(Directive)
Copy out the entries below in full and exactly.

(Given records)
#####

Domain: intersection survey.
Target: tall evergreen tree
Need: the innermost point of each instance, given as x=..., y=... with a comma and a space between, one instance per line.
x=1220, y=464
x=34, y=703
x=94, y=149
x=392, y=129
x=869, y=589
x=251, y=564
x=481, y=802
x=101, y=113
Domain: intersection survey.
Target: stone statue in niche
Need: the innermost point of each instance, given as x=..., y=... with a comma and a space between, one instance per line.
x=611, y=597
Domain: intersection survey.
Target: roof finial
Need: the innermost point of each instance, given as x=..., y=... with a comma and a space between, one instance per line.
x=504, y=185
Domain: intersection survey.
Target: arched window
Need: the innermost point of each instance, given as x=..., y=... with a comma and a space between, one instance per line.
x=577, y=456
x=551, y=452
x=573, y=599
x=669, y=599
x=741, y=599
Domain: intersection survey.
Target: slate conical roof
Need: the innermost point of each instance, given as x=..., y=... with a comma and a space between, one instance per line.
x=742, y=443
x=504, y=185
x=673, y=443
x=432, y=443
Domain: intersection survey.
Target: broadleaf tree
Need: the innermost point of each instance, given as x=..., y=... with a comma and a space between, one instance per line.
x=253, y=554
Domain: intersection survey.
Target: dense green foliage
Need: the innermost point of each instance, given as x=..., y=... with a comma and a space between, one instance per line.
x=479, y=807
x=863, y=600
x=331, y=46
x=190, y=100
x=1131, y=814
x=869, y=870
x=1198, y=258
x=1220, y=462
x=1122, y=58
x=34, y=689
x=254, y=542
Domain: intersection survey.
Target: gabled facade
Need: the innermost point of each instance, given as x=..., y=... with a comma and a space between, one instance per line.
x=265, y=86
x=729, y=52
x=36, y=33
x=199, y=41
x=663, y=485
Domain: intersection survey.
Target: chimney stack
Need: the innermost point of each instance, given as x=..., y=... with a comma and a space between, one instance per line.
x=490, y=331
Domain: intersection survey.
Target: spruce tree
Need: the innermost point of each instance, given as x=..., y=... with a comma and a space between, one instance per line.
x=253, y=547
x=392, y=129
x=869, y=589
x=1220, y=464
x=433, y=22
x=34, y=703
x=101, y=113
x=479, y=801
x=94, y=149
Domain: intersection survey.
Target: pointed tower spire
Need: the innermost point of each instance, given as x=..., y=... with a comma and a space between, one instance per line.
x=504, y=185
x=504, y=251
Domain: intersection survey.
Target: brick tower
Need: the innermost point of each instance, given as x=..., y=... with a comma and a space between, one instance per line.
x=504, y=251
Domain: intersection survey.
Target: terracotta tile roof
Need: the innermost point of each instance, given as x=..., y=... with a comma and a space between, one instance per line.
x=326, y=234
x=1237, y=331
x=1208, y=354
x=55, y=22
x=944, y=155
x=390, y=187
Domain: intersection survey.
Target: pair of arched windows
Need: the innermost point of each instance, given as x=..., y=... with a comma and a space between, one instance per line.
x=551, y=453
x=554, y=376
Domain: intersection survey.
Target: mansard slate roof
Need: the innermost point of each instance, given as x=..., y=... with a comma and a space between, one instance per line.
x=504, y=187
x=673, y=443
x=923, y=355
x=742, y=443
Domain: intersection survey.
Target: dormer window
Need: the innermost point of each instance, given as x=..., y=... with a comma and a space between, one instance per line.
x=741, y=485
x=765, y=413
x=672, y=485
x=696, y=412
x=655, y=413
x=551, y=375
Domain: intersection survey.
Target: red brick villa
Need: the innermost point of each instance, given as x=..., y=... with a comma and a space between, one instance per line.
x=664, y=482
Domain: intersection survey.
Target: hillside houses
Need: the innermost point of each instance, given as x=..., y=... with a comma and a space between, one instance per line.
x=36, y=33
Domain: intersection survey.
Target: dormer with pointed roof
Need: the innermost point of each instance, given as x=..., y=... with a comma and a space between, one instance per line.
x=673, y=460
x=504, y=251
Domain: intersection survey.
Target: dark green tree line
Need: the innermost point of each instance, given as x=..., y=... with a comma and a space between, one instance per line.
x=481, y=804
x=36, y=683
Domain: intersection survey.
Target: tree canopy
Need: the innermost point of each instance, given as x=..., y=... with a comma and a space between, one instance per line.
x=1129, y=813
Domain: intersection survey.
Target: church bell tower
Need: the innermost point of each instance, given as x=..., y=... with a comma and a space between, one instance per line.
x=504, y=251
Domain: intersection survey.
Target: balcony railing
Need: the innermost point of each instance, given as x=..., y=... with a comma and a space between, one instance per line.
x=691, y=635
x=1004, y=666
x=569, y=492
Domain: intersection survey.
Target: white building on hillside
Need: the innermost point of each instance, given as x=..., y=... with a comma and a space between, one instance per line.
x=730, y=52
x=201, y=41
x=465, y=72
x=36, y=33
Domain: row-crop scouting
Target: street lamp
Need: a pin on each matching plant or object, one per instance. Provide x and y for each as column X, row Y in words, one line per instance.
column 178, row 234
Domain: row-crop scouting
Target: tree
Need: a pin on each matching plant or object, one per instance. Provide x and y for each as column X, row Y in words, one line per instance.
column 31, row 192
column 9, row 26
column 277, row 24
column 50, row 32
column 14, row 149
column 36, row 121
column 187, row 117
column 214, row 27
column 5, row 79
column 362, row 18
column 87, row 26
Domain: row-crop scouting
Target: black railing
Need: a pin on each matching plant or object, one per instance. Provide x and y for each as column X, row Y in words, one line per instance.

#####

(Written solution)
Domain: intersection survey.
Target: tall evergreen tree
Need: the innermost point of each instance, given as x=..., y=... with a comma and a space between, one instance per line.
x=1220, y=464
x=34, y=703
x=94, y=149
x=392, y=129
x=869, y=589
x=251, y=564
x=481, y=802
x=101, y=113
Domain: intersection survey.
Target: stone statue in niche
Need: the innermost point of each instance, given as x=..., y=... with a comma and a space between, one instance per line.
x=611, y=597
Domain: intersection survey.
Target: roof finial
Need: the innermost point of each instance, given as x=..., y=... with a comma and a space between, one instance per line.
x=504, y=185
Domain: intersection survey.
Target: arched window
Need: the innermost point of each instance, given as x=..., y=... with a comma and a space between, one instance per line.
x=577, y=456
x=551, y=452
x=573, y=599
x=669, y=599
x=741, y=599
Domain: intersection survey.
Target: slate conical roof
Need: the innermost point of each instance, given as x=..., y=... with a comma and a space between, one instance per line.
x=742, y=443
x=504, y=185
x=673, y=443
x=432, y=443
Domain: intersection survey.
Target: broadleaf tree
Need: the innermost point of each instance, given as x=..., y=... with a comma and a space between, one instance per line.
x=253, y=554
Domain: intersection survey.
Target: dense green foliage
Need: the innermost point of each instance, given as x=..., y=... with a comma and a space between, one instance per line.
x=479, y=807
x=863, y=600
x=331, y=46
x=190, y=100
x=1131, y=814
x=869, y=870
x=1198, y=258
x=1220, y=462
x=1122, y=58
x=34, y=689
x=254, y=542
Domain: intersection survey.
Target: gabled facade
Need: the innermost point of each instance, given as x=..., y=... with a comma and a space between, one instance per line.
x=265, y=86
x=729, y=52
x=36, y=33
x=199, y=41
x=663, y=485
Domain: intersection survey.
Target: chimney stack
Need: the innermost point of each instance, given as x=..., y=... with a comma and a space between, one instance per line.
x=490, y=331
Domain: intersection survey.
Target: spruce tree
Need: the innermost point of each instance, given as x=..., y=... with a comma and a space between, one instance per line.
x=253, y=547
x=392, y=129
x=869, y=589
x=1220, y=464
x=433, y=22
x=34, y=703
x=101, y=113
x=479, y=801
x=94, y=149
Domain: intersection survey.
Target: pointed tower spire
Need: the innermost point of each instance, given as x=..., y=... with a comma and a space between, one instance per line.
x=504, y=185
x=504, y=251
Domain: intersection survey.
Target: brick tower
Need: the innermost point of each instance, given as x=..., y=... with a comma and a space between, one instance per line.
x=504, y=251
Domain: intersection survey.
Target: terracotta tile roof
Need: the innermost point of each instance, given as x=..., y=... with a comma and a space between, one instance per line.
x=326, y=234
x=1237, y=331
x=1208, y=354
x=55, y=22
x=944, y=155
x=390, y=187
Domain: intersection survey.
Target: pair of arched windows
Need: the innermost point of each instance, given as x=..., y=... with a comma and a space between, one instance per line.
x=551, y=453
x=554, y=376
Domain: intersection survey.
Target: mansard slate roof
Need: the innermost point of each instance, given as x=..., y=... with a comma and a space between, one instance per line.
x=504, y=187
x=673, y=443
x=923, y=355
x=742, y=443
Domain: intersection survey.
Target: dormer window
Need: the innermost point of each instance, given as x=..., y=... with a comma and a space between, one instance per line.
x=741, y=485
x=765, y=413
x=672, y=485
x=696, y=412
x=655, y=413
x=551, y=375
Domain: intersection survey.
Target: red brick villa
Need: the innermost point of each instance, given as x=..., y=... with a comma and a space between, one instance per line.
x=664, y=482
Domain: intersection survey.
Target: hillside houses
Need: the innermost point of each instance, given as x=..., y=... with a comma and a space between, one instance per line.
x=36, y=33
Domain: intersection survey.
Target: dormer with pointed roof
Need: the innermost point of each instance, given as x=..., y=... with a comma and a space between, one instance per line.
x=673, y=460
x=504, y=251
Domain: intersection survey.
Target: dark green tree line
Need: the innermost point of each instance, given as x=..., y=... with a comma and a space between, one instance per line.
x=481, y=804
x=36, y=683
Domain: intersection survey.
Target: tree canopy
Need: the innermost point of each instance, given as x=..., y=... with a comma and a space between, one instance per line.
x=1129, y=813
Domain: intersection survey.
Target: church bell tower
Need: the innermost point of each instance, given as x=..., y=... with a comma and a space between, one instance per line.
x=504, y=251
Domain: intersection survey.
Target: balcony railing
Need: the innermost point of each instance, given as x=..., y=... with a comma and a space between, one instance per line.
x=691, y=635
x=1004, y=666
x=569, y=492
Domain: intersection survey.
Target: white building on hillside
Need: the innermost point of each instance, given as x=..., y=... with a comma and a space between, one instance per line.
x=730, y=52
x=201, y=41
x=465, y=72
x=36, y=33
Domain: row-crop scouting
Target: street lamp
Need: a pin on each matching plant or object, one per instance. Provide x and y for each as column X, row Y in words, one line per instance.
column 178, row 234
Domain: row-crop scouting
Target: tree
Need: a pin on each matching plant or object, one per instance. Provide x and y for each as column X, row Y in words, one line per instance.
column 31, row 192
column 9, row 26
column 277, row 24
column 50, row 32
column 14, row 149
column 36, row 121
column 187, row 117
column 214, row 27
column 5, row 79
column 362, row 18
column 87, row 26
Domain: row-crop scouting
Target: black railing
Need: a pin on each matching plant or object, one per instance. Provide x and y for each as column X, row Y in words, one line per instance.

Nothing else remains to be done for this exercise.